## EXERCISE REQUIREMENTS
Your task is to repeat the records exactly from the line containing "The response SHOULD mark one point per instance of the backpack" onward, through the final line.

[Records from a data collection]

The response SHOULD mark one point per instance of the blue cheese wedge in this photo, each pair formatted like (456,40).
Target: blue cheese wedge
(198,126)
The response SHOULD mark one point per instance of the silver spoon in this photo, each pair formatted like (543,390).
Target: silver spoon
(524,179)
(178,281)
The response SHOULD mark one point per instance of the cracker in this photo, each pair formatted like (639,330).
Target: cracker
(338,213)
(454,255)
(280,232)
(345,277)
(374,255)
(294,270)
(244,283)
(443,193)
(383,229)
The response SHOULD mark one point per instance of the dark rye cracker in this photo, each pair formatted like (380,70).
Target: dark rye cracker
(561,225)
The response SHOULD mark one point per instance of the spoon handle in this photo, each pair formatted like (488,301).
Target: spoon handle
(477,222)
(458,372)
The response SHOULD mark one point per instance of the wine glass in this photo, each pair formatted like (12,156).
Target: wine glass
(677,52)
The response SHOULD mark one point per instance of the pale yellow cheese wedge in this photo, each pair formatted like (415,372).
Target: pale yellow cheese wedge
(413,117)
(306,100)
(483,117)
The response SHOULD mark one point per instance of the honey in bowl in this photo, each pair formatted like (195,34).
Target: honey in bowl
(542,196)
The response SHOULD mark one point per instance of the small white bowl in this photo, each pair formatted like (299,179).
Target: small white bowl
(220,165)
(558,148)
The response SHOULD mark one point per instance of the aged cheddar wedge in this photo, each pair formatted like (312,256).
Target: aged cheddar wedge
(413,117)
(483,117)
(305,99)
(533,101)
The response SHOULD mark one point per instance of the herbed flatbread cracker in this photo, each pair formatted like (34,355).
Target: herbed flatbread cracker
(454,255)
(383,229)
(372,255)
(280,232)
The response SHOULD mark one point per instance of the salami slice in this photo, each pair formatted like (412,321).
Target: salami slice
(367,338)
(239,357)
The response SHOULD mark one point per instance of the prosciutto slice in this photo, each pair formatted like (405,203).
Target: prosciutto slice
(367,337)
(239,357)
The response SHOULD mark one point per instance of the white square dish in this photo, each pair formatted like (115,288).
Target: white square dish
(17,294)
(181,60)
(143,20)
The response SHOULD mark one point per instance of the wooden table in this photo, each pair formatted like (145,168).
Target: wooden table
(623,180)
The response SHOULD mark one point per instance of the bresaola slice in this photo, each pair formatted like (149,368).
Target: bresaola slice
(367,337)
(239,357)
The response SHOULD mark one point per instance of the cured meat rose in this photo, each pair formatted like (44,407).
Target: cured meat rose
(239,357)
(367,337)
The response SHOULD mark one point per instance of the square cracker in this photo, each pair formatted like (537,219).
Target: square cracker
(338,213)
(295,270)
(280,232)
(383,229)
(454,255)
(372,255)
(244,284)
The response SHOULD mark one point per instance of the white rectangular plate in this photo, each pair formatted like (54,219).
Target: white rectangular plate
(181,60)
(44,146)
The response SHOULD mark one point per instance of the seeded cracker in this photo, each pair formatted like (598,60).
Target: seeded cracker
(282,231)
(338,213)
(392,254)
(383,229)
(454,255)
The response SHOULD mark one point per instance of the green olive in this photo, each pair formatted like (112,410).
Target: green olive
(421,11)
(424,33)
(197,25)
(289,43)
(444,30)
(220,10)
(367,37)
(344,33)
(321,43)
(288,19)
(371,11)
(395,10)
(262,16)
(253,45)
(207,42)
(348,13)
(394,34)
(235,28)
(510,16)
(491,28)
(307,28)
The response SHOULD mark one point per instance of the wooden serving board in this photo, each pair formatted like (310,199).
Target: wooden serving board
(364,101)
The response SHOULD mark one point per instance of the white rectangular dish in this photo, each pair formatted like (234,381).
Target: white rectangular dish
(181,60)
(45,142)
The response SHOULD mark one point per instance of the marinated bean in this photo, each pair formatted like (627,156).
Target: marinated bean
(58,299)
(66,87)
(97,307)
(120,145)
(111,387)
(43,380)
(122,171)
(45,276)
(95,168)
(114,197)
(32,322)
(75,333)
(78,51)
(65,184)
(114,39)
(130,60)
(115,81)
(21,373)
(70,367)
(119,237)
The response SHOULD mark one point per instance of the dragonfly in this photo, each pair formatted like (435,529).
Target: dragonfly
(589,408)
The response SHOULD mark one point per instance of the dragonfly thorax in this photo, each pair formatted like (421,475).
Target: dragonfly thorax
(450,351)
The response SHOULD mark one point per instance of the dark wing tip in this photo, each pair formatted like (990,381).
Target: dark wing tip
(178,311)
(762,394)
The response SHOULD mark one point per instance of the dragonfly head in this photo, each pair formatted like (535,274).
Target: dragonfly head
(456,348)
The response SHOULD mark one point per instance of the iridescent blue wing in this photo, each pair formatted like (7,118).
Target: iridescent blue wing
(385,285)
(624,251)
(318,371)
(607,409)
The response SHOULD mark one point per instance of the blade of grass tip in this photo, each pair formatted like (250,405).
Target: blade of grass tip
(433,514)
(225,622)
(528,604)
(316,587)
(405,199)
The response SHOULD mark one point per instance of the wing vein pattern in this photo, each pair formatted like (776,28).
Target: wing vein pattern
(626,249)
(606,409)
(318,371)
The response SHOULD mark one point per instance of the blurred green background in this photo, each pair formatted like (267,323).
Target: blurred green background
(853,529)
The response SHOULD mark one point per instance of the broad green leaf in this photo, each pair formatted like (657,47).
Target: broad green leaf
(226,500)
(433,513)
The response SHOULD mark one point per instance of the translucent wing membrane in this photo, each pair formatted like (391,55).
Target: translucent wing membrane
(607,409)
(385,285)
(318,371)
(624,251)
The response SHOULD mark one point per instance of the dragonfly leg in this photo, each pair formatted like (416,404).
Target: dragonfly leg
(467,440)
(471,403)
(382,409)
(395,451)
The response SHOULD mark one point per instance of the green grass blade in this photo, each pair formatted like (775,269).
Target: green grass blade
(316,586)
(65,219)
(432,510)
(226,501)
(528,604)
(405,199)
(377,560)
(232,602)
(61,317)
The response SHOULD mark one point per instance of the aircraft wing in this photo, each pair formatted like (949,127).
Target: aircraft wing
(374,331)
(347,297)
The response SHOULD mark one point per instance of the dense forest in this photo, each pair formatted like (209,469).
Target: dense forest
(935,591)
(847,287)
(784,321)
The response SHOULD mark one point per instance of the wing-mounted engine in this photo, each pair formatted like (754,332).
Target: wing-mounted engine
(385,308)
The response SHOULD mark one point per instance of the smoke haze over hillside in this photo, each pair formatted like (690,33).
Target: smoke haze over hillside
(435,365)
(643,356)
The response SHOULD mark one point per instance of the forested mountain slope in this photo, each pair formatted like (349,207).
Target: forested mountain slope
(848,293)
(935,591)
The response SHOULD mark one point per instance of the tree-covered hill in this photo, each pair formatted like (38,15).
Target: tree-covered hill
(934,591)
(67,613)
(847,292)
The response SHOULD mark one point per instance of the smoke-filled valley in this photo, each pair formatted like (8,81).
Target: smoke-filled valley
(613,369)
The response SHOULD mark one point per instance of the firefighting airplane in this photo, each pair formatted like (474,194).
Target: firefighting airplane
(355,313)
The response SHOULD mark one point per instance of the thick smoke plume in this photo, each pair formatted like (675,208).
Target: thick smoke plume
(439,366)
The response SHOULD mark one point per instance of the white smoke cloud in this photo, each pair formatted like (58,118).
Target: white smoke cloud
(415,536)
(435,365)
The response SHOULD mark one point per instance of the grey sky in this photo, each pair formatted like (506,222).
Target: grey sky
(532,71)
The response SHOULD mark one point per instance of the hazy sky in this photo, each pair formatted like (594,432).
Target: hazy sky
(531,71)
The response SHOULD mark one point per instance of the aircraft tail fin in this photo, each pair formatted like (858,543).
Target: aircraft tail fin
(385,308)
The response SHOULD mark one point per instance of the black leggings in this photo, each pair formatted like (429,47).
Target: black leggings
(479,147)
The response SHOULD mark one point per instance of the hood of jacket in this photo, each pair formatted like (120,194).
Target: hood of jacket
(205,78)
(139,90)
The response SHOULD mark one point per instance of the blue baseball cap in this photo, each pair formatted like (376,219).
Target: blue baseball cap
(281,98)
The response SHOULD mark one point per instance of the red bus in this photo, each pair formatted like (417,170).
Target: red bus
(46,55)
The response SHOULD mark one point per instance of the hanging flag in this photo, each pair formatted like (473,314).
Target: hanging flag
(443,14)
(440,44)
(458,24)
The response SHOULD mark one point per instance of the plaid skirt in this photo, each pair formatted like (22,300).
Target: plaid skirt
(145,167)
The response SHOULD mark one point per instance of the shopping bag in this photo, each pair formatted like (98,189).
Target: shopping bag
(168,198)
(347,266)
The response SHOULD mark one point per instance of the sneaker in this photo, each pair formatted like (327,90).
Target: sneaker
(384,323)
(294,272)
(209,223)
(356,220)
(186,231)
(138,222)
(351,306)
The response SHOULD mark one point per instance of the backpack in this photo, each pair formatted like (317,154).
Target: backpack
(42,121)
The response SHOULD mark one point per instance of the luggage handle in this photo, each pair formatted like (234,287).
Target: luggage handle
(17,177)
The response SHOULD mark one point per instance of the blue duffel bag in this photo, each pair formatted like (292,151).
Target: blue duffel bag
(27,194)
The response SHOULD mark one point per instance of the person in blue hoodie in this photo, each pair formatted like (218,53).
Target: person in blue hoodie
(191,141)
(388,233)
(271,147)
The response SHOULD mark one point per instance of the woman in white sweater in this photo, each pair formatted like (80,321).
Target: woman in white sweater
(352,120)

## REPLY TO THE TASK
The response SHOULD mark one point per instance of the backpack in this photo, each pair formatted like (317,154).
Target: backpack
(42,121)
The response SHOULD mark one point per instance of the luggage handle in this photo, each pair formatted like (234,287).
Target: luggage handle
(17,177)
The response SHOULD mark one point per instance of the blue duffel bag in this photo, each pair formatted like (292,151).
Target: blue duffel bag
(27,194)
The response SHOULD mark one point per instance of the person in blue hoodie in this photo, each pair formatted like (218,53).
Target: person in blue hoodie
(191,141)
(388,233)
(271,147)
The response SHOULD mark one point per instance of the woman in white sweater in this photo, each pair formatted like (80,321).
Target: woman in white sweater
(352,120)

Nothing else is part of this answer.